Aufgabe: Bitte schreibe die Filmkritik zu WALL•E im Anschluss an ihren letzten Satz weiter.

Text:

Pixar ist ein Zauberwort, welches meist immer funktioniert. Selbst mit schlechten Beiträgen wie John Lassetters Cars hatte man noch Erfolg, wobei der Maßstab sicherlich von Brad Bird gesetzt wurde. Seine The Incredibles und Ratatouille trieben die digitale Animationsschmiede ein gutes Stück vorwärts, ähnlich wie es bereits Stanton mit Finding Nemo zuvor gelungen war. Und auch mit WALL•E verliert sich Stanton wieder in Nebensächlichkeiten, erzählt an der Geschichte vorbei und schadet damit dem Fluss der Handlung. Was einst Marlin und Dory war, ist heute einfach WALL•E und EVE – Stantons konzeptueller Aufbau damit relativ simpel strukturiert. Dass Stanton die Idee zum Film bereits vor 13 Jahren gekommen sein soll, macht das ganze im Grunde nur noch enttäuschender. Was wenn man vergisst den letzten Roboter auf der Erde auszuschalten? Das ist die Prämisse für Stantons Geschichte, die in dieser Form bereits wackelig aufgebaut ist. Zwar sieht man nicht viele WALL•E's in WALL•E, doch wundert es, weshalb gerade ein einziger von ihnen vergessen wurde auszuschalten. Wirklich nötig für den Startschuss des Filmes ist es sicherlich nicht. Da passt es nur perfekt hinein, dass auch scheinbar nur eine Küchenschabe überlebt hat, von jeglichen anderen Lebewesen ganz zu schweigen. Stanton wirft das Publikum einfach hinein in sein 22. Jahrhundert, in welchem kein Leben mehr auf der Erde existiert. Stattdessen sind die Straßen voll von Müll, ganze Skylines baut WALL•E aus seinen Müllwürfeln. Wieso die Welt so ist, wie sie Stanton hier zeichnet, erklärt er nicht. Natürlich findet sich eine Andeutung, selbstverständlich ist der Mensch Schuld. Er wurde immer bequemer, die Arbeiten auf Roboter verlagert. „There's no need to walk!“, prophezeit eine Reklame zu Beginn des Filmes. Doch was passiert ist, erfährt man nicht.

Gespeicherte Daten:
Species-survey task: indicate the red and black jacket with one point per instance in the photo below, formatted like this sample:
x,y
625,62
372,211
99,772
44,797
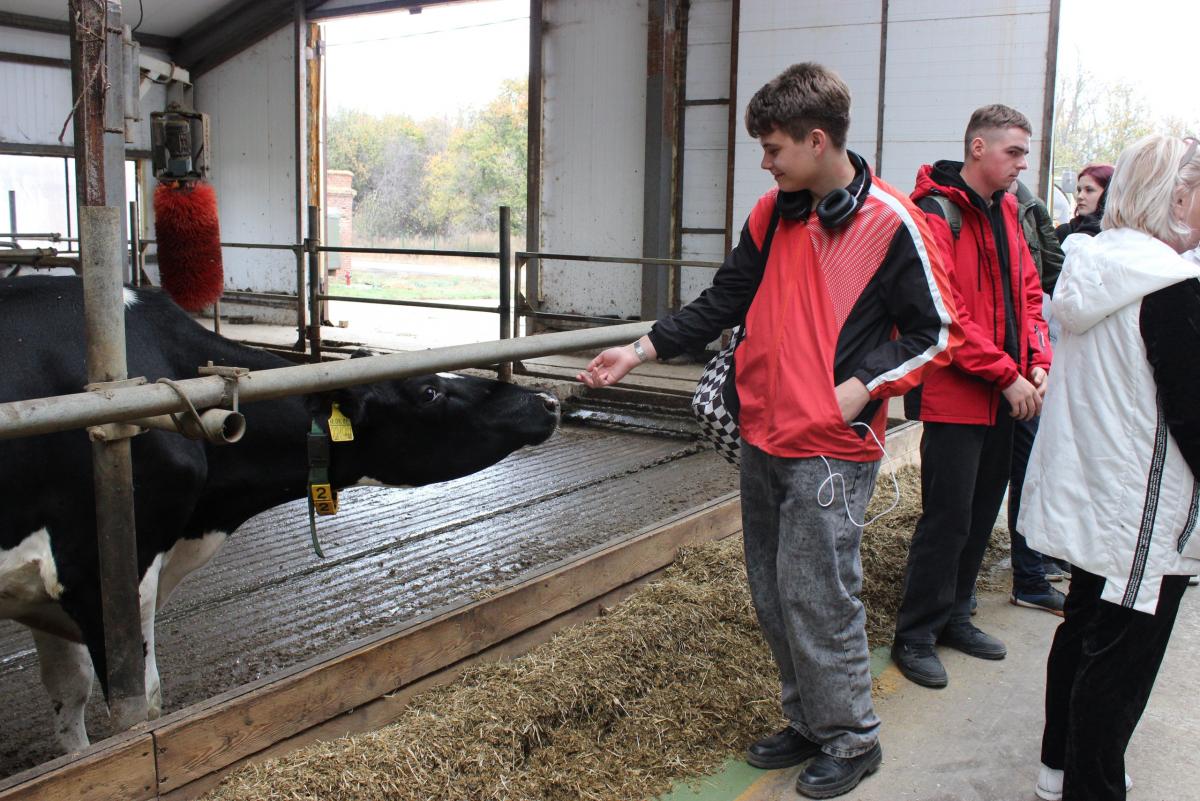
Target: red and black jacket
x,y
869,300
1006,336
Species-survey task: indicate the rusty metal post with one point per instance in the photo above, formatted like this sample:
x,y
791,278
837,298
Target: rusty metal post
x,y
100,143
505,368
315,317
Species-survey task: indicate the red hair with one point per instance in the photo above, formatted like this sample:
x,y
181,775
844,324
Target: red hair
x,y
1099,173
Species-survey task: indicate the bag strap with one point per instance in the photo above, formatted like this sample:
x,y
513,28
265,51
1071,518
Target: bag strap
x,y
951,211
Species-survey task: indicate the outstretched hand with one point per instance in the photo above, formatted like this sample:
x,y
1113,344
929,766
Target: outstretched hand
x,y
610,367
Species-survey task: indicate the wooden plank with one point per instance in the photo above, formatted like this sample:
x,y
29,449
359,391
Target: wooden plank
x,y
118,769
391,706
207,738
903,445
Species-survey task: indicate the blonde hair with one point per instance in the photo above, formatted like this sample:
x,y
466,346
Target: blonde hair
x,y
1147,180
996,116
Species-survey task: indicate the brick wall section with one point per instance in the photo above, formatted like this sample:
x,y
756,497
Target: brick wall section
x,y
340,196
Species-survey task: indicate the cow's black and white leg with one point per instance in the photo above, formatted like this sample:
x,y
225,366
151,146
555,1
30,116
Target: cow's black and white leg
x,y
67,675
149,602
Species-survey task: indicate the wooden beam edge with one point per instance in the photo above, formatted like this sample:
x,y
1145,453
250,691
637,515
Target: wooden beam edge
x,y
195,742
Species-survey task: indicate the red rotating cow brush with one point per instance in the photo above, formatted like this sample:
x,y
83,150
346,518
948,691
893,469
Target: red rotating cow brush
x,y
189,242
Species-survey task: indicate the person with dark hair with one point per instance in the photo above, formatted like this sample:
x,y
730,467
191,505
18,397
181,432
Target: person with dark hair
x,y
1090,186
1032,572
1113,480
997,377
850,306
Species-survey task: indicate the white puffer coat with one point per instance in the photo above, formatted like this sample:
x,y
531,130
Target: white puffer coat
x,y
1108,488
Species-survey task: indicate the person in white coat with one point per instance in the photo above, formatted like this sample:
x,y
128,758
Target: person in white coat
x,y
1111,485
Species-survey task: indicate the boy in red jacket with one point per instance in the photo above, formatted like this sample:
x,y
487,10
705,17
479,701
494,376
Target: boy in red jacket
x,y
846,307
997,375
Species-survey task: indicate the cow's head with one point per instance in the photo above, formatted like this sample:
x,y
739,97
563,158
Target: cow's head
x,y
430,428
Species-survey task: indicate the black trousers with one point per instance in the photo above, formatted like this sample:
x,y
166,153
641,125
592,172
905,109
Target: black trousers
x,y
1102,667
964,473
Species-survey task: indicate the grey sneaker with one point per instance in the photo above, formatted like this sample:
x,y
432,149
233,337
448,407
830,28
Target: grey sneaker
x,y
1051,601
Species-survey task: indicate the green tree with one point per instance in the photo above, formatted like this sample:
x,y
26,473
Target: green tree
x,y
1096,119
484,166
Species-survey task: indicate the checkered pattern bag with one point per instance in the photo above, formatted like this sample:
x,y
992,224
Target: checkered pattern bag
x,y
718,423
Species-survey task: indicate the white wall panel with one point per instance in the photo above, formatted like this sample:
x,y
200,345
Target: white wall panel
x,y
250,100
593,152
941,70
37,98
774,35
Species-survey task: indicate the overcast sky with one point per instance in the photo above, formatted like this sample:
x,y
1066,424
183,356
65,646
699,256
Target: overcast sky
x,y
1147,43
418,79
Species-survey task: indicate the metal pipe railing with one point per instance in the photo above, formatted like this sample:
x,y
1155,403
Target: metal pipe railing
x,y
120,404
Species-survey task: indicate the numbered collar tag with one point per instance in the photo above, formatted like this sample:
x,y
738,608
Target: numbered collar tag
x,y
340,429
324,499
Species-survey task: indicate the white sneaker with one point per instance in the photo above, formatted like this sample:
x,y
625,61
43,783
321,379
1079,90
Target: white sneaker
x,y
1050,784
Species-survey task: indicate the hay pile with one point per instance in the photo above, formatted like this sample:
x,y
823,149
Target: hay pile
x,y
661,688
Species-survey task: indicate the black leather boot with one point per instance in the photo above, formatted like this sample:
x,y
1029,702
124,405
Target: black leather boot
x,y
919,664
784,748
832,776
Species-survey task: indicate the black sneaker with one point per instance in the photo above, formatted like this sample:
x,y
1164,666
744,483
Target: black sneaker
x,y
831,776
967,638
919,664
785,748
1051,601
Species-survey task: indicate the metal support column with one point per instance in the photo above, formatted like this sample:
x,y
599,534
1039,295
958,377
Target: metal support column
x,y
533,167
99,136
298,54
315,317
661,132
505,260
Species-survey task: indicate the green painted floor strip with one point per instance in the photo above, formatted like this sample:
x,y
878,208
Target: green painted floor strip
x,y
736,777
727,783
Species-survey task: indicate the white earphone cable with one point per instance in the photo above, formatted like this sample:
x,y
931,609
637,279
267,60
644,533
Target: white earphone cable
x,y
845,500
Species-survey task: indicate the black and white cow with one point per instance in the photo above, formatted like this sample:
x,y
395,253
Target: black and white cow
x,y
190,495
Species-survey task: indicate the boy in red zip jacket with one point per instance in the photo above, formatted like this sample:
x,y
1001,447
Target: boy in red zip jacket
x,y
846,307
967,409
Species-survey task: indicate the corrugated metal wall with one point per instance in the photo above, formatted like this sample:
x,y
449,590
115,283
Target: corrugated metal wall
x,y
37,98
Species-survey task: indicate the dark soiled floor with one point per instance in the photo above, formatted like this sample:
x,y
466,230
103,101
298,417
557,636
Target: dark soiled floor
x,y
267,602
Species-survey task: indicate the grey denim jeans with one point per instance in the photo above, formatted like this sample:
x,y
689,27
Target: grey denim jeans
x,y
805,574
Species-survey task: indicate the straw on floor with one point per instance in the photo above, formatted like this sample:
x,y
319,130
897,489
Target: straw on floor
x,y
664,687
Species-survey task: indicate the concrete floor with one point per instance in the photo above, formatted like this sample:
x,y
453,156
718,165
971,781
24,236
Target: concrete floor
x,y
978,739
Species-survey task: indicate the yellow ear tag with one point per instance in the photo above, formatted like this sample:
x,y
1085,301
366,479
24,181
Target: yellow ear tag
x,y
340,429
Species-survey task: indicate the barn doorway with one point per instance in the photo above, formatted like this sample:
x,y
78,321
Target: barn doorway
x,y
425,137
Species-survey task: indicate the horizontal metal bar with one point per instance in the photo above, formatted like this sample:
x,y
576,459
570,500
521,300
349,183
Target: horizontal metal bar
x,y
83,409
35,60
409,251
388,301
525,256
575,318
256,246
42,236
238,293
25,149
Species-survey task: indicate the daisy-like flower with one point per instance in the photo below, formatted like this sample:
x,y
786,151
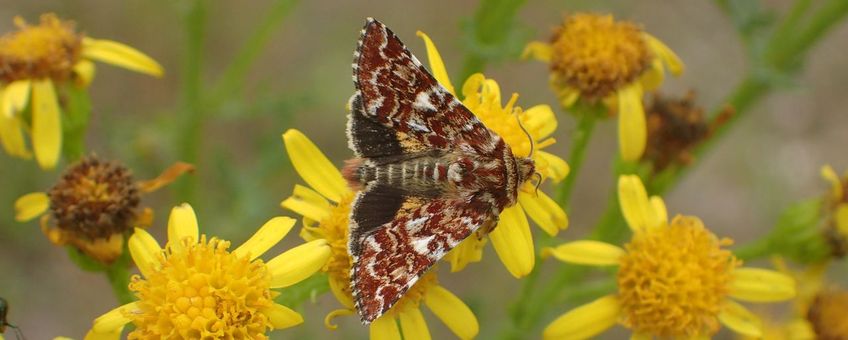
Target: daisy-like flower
x,y
511,238
325,208
674,278
828,314
34,61
836,211
675,128
197,288
595,57
93,205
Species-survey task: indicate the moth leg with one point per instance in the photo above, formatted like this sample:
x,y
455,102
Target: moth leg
x,y
486,228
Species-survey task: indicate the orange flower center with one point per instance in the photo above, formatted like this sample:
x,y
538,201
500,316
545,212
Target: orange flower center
x,y
48,50
673,280
597,55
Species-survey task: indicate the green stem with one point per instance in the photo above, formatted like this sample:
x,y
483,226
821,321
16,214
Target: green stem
x,y
119,279
753,250
192,127
579,142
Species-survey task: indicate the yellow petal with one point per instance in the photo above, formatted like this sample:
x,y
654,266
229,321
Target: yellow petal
x,y
31,205
585,321
740,320
632,130
114,319
761,285
590,253
298,263
513,242
544,211
641,336
384,328
841,218
91,335
538,50
638,211
557,169
541,119
412,325
675,65
15,97
12,137
452,311
281,316
115,53
437,66
830,175
145,251
266,237
182,224
660,212
307,203
468,251
84,70
311,164
46,124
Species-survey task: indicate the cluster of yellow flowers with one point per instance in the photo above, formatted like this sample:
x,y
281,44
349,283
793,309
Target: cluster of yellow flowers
x,y
674,278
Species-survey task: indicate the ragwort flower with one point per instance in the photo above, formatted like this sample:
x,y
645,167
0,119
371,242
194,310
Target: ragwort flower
x,y
594,57
93,205
674,278
325,208
35,60
836,212
511,238
197,288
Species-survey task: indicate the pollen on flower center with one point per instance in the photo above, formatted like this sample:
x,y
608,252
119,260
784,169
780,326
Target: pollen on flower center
x,y
335,230
202,291
828,315
47,50
672,281
95,199
598,55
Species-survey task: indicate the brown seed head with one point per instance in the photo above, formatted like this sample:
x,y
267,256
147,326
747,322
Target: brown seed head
x,y
95,199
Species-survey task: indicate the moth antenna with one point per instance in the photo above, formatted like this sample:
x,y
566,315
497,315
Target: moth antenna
x,y
18,333
539,182
532,145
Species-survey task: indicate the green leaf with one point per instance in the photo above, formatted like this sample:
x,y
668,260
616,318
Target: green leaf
x,y
314,286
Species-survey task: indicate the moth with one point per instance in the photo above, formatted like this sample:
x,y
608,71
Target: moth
x,y
427,172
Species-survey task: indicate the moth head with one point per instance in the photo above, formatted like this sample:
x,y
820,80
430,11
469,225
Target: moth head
x,y
526,168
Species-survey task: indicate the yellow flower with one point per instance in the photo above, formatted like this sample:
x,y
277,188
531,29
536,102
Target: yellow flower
x,y
511,238
195,287
325,208
94,204
836,212
33,61
674,278
594,57
828,314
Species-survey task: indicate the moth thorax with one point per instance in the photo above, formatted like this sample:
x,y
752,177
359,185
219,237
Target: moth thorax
x,y
526,168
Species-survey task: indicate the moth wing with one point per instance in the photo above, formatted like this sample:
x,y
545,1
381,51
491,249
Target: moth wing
x,y
391,251
394,90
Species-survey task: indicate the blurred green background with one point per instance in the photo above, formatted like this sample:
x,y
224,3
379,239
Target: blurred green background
x,y
302,80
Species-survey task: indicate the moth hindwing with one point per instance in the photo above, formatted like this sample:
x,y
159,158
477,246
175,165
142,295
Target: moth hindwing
x,y
427,172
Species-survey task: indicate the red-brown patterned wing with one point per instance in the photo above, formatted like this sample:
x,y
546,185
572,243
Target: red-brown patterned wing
x,y
396,91
388,260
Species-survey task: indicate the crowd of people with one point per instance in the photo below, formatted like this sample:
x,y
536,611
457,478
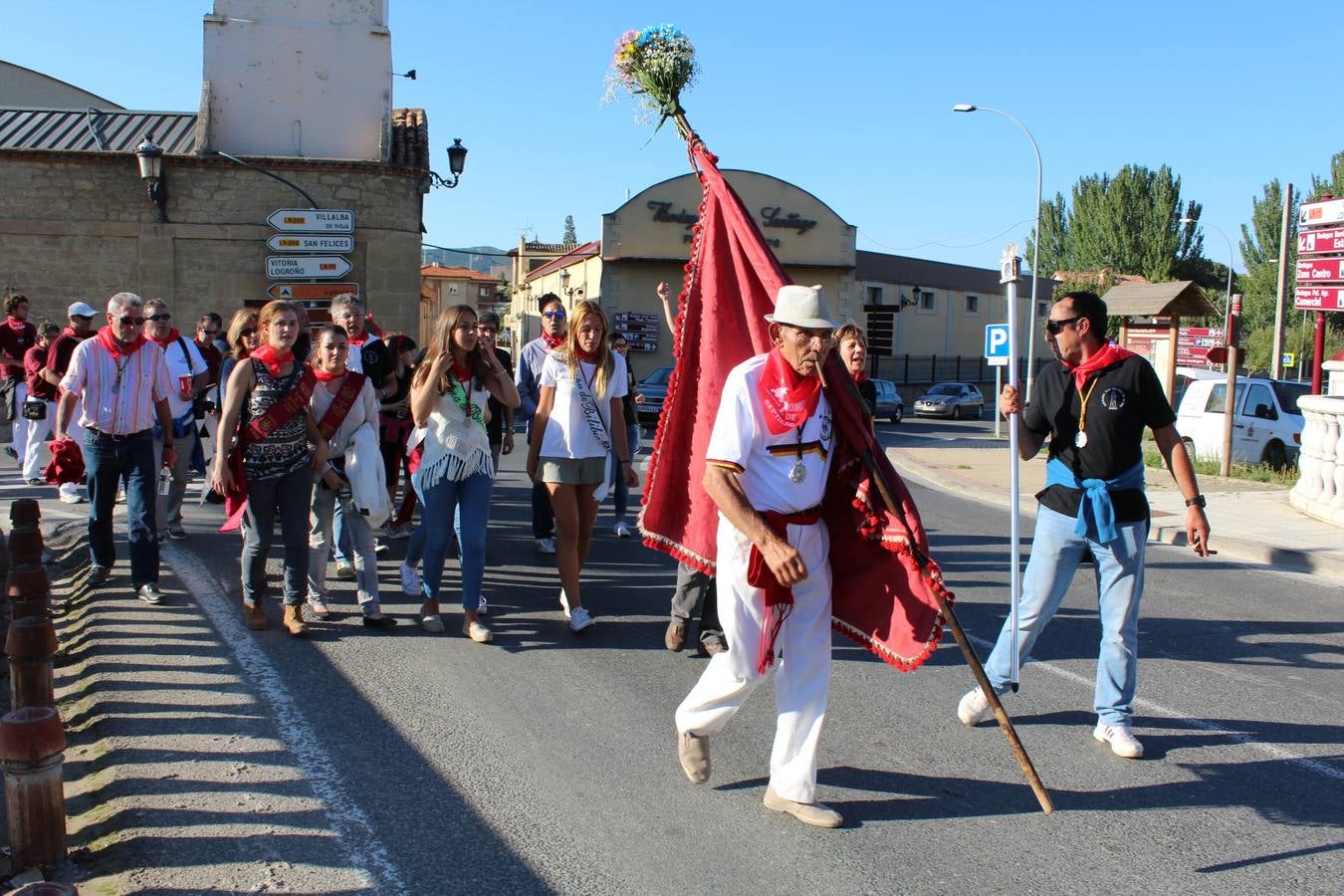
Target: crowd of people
x,y
322,426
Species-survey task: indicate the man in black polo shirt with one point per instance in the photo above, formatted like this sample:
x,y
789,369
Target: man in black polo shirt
x,y
1093,402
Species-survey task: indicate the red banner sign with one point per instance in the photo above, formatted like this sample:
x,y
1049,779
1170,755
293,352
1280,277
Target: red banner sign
x,y
1319,299
1320,242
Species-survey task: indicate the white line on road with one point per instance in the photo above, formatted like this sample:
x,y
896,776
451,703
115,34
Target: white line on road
x,y
352,826
1158,710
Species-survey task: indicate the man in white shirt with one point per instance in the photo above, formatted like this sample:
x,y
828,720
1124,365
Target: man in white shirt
x,y
123,383
767,469
190,376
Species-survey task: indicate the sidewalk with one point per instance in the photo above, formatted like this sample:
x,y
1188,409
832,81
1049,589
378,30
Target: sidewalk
x,y
1250,522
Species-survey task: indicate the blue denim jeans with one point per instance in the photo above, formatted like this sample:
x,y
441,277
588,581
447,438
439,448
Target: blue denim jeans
x,y
1055,553
291,496
429,542
107,461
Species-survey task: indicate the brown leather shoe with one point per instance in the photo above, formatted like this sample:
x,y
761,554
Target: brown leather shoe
x,y
254,617
295,619
692,751
812,814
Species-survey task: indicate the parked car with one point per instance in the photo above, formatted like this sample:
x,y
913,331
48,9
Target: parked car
x,y
889,402
953,400
655,391
1266,422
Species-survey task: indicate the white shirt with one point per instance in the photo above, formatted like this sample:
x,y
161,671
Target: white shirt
x,y
567,431
742,442
179,365
117,406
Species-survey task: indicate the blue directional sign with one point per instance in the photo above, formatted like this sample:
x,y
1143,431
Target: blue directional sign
x,y
997,344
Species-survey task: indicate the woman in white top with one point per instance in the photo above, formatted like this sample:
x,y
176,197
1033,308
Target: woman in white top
x,y
449,404
331,348
582,383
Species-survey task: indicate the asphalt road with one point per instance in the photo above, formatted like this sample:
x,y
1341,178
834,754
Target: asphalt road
x,y
546,761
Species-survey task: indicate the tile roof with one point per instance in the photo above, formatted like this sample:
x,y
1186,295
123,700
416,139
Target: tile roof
x,y
96,129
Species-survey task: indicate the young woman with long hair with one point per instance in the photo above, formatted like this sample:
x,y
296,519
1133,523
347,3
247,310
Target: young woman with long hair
x,y
578,423
449,395
277,469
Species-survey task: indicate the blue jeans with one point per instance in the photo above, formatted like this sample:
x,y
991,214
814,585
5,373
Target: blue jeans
x,y
292,497
107,461
622,491
429,542
1055,553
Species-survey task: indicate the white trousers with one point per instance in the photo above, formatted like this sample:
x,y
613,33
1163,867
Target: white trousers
x,y
802,658
38,453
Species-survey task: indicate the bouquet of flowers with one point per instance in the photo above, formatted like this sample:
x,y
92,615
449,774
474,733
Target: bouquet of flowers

Ergebnis:
Wenn man jedoch wie Stanton eine sozialkritische Komponente in seinen Film einbaut, die weit über den kleinen moralischen Zeigefinger geht, den man sonst aus Animationsfilmen (Und die Moral von der Geschicht: …) gewohnt ist, enttäuscht das. Wieso wurde die Welt so schmutzig, wo sind die anderen Lebewesen? Diese Fragen, welche die Menschen betreffen, ignoriert der Film durchweg. So wundert sich der Kommandant der Axiom später auch nicht, den Anweisungen eines siebenhundert Jahre alten Präsidenten zufolgen. Scheinbar bestand kein Kontakt zwischen der Exekutive und ihren Untertanten, andernfalls lässt sich das Verhalten des Kommandanten nicht erklären. Natürlich ist WALL•E vordergründig eine Geschichte über die Liebe zweier Individuen zueinander. Da Stanton diese Romanze jedoch in ein sozialkritisches Umfeld setzt, muss er für jenes auch Verantwortung zeigen. Woher kommen zum Beispiel die Babys auf der Axiom? Hierbei muss es sich ja um Retortenkinder handeln, zeigt das Verhalten von John und Mary doch, dass ein sexuelles Interesse zwischen den Passagieren im Grunde nicht vorhanden ist. Aber hierfür bleibt Stanton ebenso ein Antwort schuldig, wie für die Intention von BnL seine Bürger subversiv zur Füllerei aufzurufen. Die Verblüffung von Mary bei ihrer Entdeckung ist zwar eine nette Referenz zu John Carpenters They Live, doch fehlt auch hier die inhaltliche Tiefe.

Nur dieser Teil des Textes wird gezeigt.